# [Exercise goal]
Exactly as they appear below, repeat the lines from the one with "Target: white flower" through the one with "Target: green lime", and no others.

++++++++

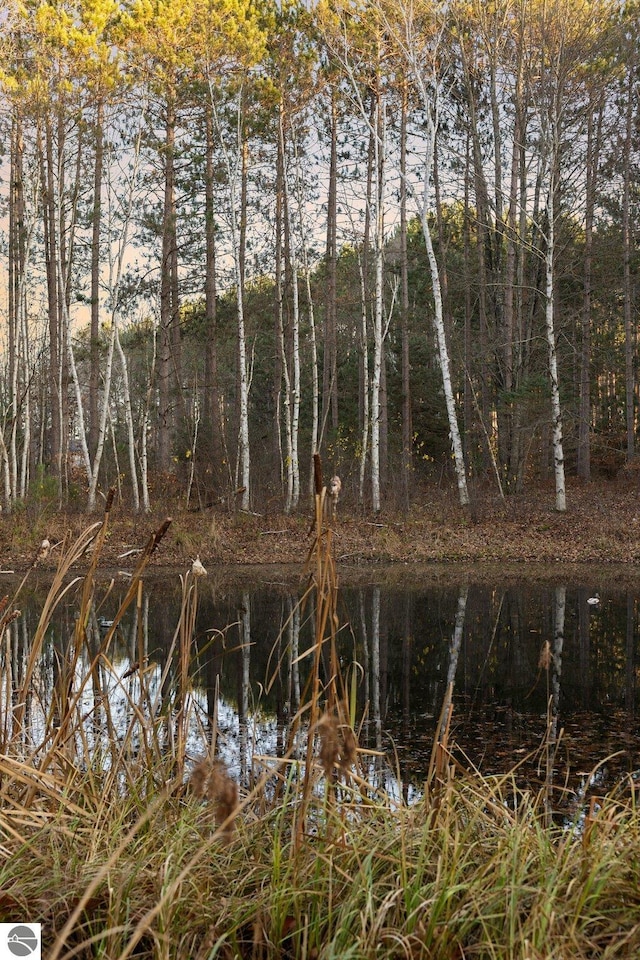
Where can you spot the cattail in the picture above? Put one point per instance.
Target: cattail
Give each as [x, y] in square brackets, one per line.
[210, 781]
[338, 744]
[329, 742]
[333, 490]
[544, 662]
[43, 551]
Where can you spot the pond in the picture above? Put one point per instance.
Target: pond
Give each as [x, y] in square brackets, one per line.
[533, 656]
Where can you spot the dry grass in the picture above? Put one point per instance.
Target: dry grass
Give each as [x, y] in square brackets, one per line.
[122, 849]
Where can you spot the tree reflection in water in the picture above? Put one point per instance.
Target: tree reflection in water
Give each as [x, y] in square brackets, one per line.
[405, 645]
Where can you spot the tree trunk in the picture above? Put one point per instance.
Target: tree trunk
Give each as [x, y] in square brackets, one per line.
[556, 411]
[94, 351]
[628, 244]
[407, 424]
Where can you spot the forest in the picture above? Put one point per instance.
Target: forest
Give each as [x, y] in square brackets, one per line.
[233, 233]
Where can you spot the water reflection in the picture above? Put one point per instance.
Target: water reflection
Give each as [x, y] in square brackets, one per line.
[404, 646]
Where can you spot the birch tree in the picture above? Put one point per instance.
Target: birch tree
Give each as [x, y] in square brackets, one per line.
[416, 31]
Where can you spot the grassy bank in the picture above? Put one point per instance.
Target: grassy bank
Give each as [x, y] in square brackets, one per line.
[601, 525]
[124, 844]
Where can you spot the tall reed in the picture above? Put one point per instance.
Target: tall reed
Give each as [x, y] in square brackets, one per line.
[123, 847]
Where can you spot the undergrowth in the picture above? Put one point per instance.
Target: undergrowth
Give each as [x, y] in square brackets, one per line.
[123, 845]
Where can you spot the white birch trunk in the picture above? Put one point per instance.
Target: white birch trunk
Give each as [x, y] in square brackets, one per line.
[379, 161]
[556, 410]
[438, 316]
[244, 453]
[366, 413]
[315, 384]
[128, 413]
[422, 61]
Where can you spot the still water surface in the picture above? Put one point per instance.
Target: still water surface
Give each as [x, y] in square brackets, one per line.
[407, 634]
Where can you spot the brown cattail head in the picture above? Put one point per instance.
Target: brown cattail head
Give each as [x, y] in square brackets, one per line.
[338, 744]
[334, 487]
[43, 552]
[317, 473]
[544, 661]
[210, 781]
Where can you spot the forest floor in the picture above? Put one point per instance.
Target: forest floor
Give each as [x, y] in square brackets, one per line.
[601, 525]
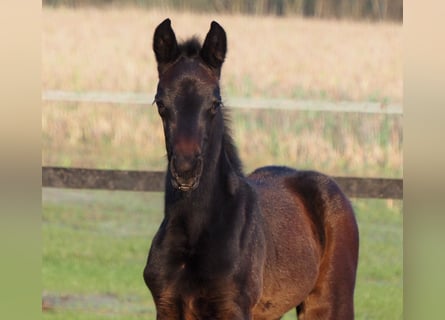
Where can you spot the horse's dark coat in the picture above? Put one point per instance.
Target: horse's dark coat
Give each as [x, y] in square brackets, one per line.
[230, 246]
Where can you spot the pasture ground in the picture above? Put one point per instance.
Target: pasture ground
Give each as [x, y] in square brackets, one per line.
[95, 242]
[95, 245]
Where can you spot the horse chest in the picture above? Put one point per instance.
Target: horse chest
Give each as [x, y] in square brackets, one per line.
[177, 261]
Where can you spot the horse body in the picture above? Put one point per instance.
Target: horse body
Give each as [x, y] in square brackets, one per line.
[234, 247]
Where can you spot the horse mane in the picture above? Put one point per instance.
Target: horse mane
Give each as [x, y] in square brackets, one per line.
[229, 147]
[190, 49]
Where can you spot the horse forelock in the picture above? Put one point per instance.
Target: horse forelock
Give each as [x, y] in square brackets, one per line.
[190, 48]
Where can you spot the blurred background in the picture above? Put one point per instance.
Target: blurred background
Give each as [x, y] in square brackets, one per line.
[312, 84]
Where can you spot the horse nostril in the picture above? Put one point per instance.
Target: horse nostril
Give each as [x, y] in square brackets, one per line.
[184, 164]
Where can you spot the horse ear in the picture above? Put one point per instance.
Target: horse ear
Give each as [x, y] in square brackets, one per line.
[214, 48]
[165, 45]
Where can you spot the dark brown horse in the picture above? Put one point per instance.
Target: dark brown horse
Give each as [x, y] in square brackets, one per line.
[230, 246]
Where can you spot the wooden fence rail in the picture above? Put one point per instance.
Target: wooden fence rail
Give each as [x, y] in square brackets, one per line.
[232, 102]
[78, 178]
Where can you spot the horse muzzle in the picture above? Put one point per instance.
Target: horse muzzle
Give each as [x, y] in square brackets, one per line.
[186, 172]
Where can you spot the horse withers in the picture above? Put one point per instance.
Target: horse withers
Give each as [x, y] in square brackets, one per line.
[232, 246]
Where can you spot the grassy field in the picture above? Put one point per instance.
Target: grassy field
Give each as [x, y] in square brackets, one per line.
[95, 245]
[95, 242]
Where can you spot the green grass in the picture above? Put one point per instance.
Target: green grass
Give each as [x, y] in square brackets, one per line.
[95, 245]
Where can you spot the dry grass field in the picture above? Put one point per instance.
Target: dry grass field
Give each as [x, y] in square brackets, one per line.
[110, 50]
[95, 242]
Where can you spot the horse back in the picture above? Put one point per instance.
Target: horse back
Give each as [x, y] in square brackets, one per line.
[309, 224]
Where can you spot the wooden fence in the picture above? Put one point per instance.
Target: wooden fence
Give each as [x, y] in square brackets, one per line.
[81, 178]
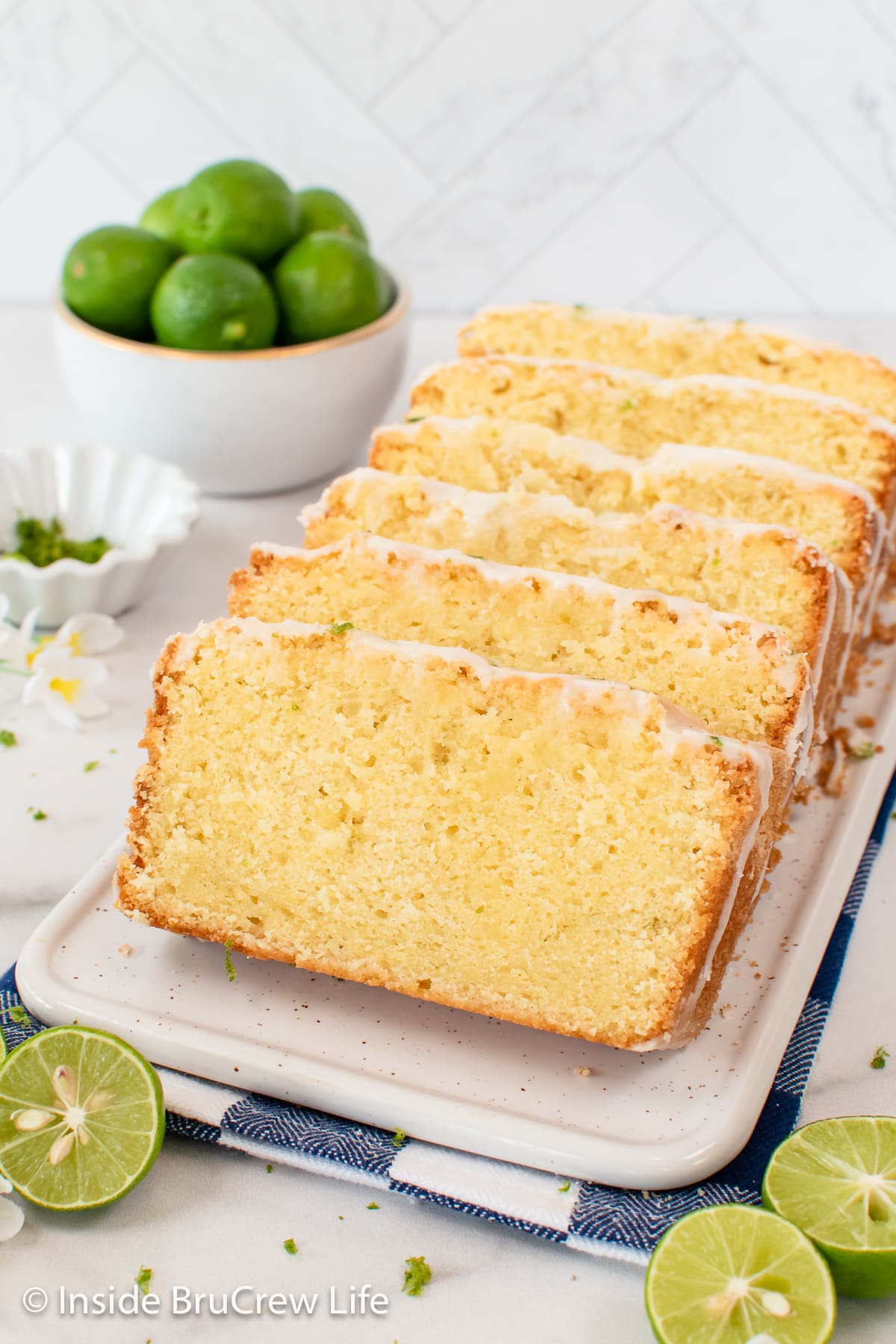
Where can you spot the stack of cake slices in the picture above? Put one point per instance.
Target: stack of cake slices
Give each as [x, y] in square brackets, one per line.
[519, 725]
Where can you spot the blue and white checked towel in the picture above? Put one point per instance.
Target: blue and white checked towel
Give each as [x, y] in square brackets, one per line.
[600, 1219]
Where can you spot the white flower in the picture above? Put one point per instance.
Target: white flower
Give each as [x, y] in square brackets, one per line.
[87, 635]
[11, 1216]
[63, 685]
[16, 655]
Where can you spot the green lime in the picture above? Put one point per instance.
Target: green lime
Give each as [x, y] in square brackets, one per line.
[328, 284]
[735, 1275]
[240, 208]
[109, 276]
[324, 211]
[160, 215]
[214, 302]
[82, 1117]
[837, 1182]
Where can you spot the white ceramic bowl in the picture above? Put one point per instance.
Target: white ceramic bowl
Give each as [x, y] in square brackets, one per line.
[146, 508]
[240, 423]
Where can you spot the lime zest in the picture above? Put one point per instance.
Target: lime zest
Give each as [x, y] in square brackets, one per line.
[417, 1276]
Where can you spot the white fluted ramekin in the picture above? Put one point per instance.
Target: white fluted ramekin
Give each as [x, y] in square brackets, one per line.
[144, 507]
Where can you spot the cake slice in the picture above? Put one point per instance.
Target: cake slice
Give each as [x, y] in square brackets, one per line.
[554, 851]
[762, 573]
[739, 676]
[484, 455]
[675, 347]
[637, 413]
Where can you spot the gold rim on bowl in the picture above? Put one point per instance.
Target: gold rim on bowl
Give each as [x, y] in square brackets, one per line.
[388, 319]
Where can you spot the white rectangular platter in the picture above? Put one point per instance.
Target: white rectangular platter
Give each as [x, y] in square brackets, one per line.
[645, 1120]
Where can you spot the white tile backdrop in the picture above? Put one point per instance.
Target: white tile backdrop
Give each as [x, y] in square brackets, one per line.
[697, 155]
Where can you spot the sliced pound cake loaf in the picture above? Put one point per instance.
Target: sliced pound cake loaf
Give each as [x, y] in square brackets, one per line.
[763, 573]
[675, 347]
[637, 413]
[487, 455]
[736, 675]
[554, 851]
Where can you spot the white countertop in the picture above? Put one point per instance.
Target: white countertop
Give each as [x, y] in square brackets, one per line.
[214, 1219]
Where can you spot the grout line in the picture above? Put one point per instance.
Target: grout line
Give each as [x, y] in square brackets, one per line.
[802, 122]
[688, 255]
[66, 129]
[152, 52]
[364, 109]
[766, 253]
[615, 181]
[482, 154]
[429, 47]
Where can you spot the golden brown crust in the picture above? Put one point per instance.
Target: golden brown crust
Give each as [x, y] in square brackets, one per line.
[744, 804]
[675, 347]
[444, 391]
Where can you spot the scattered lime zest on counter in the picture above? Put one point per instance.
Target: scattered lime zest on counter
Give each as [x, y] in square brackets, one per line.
[417, 1276]
[43, 544]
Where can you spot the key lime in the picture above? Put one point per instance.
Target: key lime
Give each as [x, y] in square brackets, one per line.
[109, 277]
[837, 1182]
[159, 217]
[324, 211]
[81, 1117]
[328, 284]
[238, 208]
[735, 1275]
[214, 302]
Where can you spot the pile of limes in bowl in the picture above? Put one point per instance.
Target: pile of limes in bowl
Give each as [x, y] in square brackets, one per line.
[233, 261]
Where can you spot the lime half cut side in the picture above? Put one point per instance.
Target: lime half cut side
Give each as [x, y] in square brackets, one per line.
[82, 1117]
[735, 1275]
[836, 1179]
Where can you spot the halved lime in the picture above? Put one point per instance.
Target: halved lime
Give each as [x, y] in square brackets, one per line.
[837, 1182]
[735, 1275]
[82, 1117]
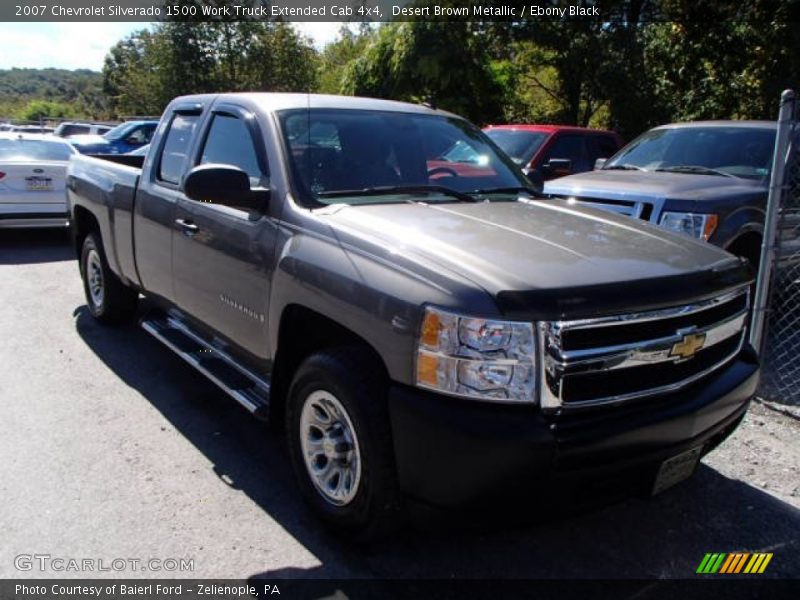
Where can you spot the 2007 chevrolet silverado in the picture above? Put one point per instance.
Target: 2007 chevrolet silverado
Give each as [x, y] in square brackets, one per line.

++++++++

# [Exercise solution]
Target: white flower
Give each as [x, y] in square brackets, one per line.
[87, 635]
[11, 1216]
[63, 685]
[16, 655]
Where can you spot the green lime in the picture above? Put one point per instance.
Target: green lime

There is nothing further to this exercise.